GOAL OF THE EXERCISE:
Which lines in the items below contain the string "feather"? Pull out each one and copy it.

=-=-=-=-=

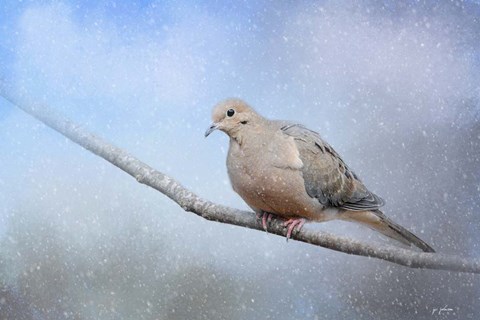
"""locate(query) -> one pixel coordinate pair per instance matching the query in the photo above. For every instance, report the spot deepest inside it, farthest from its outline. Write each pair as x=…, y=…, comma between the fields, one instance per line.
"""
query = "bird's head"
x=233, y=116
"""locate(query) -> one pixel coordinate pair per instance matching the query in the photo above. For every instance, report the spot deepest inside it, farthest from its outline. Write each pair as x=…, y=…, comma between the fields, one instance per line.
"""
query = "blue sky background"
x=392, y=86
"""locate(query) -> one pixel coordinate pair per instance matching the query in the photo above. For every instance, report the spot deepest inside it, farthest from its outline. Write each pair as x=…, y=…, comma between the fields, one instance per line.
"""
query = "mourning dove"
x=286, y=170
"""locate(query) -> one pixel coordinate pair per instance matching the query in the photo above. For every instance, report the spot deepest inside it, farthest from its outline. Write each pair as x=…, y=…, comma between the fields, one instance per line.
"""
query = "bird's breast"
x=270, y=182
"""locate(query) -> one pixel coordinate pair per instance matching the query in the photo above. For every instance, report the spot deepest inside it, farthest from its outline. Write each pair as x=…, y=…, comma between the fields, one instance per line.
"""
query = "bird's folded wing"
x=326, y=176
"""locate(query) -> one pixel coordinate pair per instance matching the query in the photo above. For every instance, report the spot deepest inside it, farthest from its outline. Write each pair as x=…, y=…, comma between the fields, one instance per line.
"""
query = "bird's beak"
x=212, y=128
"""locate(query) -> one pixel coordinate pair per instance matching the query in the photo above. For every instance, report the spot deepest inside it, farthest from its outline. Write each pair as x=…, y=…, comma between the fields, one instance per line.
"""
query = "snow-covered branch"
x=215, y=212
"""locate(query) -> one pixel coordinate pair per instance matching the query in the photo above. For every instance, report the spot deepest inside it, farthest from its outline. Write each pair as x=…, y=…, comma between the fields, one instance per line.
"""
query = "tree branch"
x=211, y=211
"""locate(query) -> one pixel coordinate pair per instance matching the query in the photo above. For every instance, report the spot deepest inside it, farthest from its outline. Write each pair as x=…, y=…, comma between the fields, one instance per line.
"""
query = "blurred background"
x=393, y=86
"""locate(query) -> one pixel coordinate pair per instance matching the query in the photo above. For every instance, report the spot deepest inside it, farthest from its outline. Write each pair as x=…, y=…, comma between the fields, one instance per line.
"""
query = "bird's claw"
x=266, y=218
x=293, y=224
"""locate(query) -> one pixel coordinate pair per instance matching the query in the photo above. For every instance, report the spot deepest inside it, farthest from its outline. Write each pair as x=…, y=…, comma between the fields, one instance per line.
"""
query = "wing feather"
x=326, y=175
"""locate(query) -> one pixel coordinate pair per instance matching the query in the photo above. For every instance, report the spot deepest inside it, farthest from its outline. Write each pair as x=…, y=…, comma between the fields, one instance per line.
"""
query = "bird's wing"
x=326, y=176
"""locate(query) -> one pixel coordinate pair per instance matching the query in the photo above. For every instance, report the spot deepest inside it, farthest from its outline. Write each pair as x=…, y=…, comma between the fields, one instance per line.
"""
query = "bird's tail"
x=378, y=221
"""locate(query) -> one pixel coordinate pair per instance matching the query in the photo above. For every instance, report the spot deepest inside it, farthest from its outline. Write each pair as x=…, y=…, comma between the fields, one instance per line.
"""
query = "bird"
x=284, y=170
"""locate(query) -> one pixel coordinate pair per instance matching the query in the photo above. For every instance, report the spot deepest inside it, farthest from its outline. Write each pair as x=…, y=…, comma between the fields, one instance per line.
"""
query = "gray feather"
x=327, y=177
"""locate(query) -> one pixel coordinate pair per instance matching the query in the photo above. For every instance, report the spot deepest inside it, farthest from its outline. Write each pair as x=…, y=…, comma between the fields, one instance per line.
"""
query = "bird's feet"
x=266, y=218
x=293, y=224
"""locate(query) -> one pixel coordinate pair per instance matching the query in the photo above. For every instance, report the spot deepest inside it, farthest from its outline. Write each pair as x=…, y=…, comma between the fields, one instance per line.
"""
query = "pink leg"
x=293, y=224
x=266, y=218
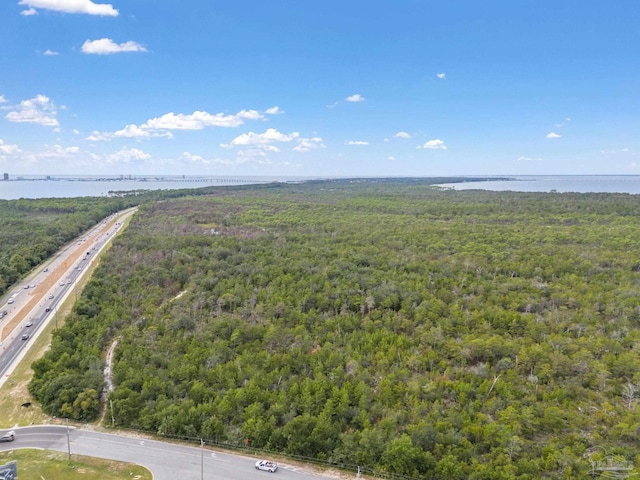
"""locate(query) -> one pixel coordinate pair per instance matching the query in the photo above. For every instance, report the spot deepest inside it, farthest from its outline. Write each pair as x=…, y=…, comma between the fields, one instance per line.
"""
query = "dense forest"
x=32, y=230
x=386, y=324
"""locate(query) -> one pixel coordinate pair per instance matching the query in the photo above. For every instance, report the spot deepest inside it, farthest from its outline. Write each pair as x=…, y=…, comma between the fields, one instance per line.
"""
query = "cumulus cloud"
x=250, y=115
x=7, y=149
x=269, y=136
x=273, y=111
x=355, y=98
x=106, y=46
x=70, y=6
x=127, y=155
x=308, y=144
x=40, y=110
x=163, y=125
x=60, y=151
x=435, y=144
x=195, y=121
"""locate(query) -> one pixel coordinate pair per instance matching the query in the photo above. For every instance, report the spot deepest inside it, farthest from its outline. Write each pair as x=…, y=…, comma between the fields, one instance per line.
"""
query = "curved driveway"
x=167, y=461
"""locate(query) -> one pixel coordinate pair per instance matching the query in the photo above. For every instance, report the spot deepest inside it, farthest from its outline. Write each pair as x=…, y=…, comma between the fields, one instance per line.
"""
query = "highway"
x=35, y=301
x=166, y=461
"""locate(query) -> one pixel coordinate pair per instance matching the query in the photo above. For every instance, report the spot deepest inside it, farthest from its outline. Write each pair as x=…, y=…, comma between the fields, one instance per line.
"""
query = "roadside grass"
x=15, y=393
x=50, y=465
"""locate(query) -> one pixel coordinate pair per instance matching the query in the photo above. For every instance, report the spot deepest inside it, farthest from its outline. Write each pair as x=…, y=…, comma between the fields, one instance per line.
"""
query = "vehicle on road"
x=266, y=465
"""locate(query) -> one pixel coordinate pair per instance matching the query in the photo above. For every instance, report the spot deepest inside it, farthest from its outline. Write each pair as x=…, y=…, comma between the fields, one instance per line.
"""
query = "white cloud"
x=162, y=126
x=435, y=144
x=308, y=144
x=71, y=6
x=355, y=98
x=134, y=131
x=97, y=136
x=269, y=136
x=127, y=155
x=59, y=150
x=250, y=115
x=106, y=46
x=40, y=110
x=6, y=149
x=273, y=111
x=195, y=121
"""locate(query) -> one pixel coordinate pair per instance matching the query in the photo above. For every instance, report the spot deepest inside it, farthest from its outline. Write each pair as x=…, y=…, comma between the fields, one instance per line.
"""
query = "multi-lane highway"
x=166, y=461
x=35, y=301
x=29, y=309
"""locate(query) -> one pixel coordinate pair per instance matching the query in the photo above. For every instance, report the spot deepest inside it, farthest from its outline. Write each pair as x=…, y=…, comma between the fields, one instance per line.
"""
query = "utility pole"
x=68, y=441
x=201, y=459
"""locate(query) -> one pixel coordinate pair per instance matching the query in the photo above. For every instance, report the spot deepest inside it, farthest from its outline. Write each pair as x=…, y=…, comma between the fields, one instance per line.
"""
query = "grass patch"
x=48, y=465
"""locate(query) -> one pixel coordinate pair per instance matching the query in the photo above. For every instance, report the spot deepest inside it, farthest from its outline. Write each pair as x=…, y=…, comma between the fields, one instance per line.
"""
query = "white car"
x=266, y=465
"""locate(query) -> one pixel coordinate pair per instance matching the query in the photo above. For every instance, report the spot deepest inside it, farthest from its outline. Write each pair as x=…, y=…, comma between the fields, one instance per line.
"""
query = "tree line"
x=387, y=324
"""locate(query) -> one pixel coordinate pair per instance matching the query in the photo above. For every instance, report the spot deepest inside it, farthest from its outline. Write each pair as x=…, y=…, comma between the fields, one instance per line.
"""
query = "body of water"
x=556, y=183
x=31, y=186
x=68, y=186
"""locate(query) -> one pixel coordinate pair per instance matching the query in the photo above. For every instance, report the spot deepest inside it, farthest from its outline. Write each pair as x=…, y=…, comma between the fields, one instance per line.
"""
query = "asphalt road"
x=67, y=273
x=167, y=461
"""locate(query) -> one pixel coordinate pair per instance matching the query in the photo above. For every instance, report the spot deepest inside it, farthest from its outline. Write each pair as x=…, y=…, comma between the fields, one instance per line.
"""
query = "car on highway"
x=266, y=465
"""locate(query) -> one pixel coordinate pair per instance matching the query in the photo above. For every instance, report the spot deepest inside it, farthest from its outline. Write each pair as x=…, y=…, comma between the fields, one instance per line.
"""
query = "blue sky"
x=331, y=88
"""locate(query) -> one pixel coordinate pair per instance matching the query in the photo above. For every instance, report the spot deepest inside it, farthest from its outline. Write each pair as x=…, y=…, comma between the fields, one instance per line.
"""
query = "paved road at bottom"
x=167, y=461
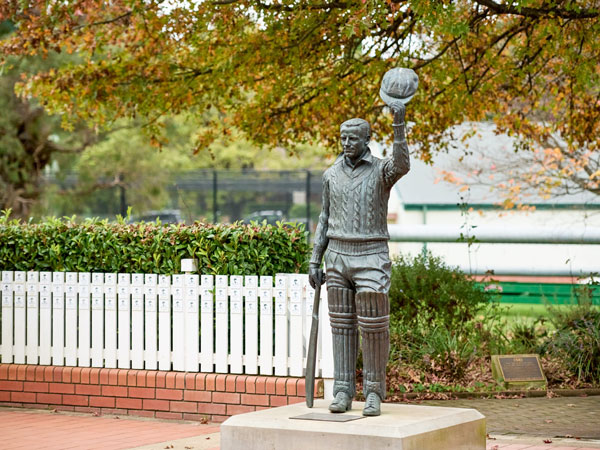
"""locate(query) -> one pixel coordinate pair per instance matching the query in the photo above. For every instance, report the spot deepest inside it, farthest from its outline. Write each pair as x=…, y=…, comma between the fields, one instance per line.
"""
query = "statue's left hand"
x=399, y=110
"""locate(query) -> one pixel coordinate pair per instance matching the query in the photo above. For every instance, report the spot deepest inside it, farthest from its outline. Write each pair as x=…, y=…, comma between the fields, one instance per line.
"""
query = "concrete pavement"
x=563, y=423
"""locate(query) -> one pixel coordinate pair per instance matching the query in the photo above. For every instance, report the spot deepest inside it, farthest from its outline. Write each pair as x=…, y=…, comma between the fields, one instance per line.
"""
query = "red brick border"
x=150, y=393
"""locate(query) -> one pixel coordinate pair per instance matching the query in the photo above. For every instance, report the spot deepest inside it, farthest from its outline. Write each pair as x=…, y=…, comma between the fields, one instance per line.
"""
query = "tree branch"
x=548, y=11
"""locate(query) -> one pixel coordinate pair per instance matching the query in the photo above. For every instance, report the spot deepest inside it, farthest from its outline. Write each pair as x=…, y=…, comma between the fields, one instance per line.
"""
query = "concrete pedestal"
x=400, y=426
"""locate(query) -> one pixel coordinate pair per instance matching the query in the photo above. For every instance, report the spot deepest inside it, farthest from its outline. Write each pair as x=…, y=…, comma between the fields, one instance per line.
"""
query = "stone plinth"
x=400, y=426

=-=-=-=-=

OUTPUT OF THE EXERCISE:
query = "wing feather"
query = "gray feather"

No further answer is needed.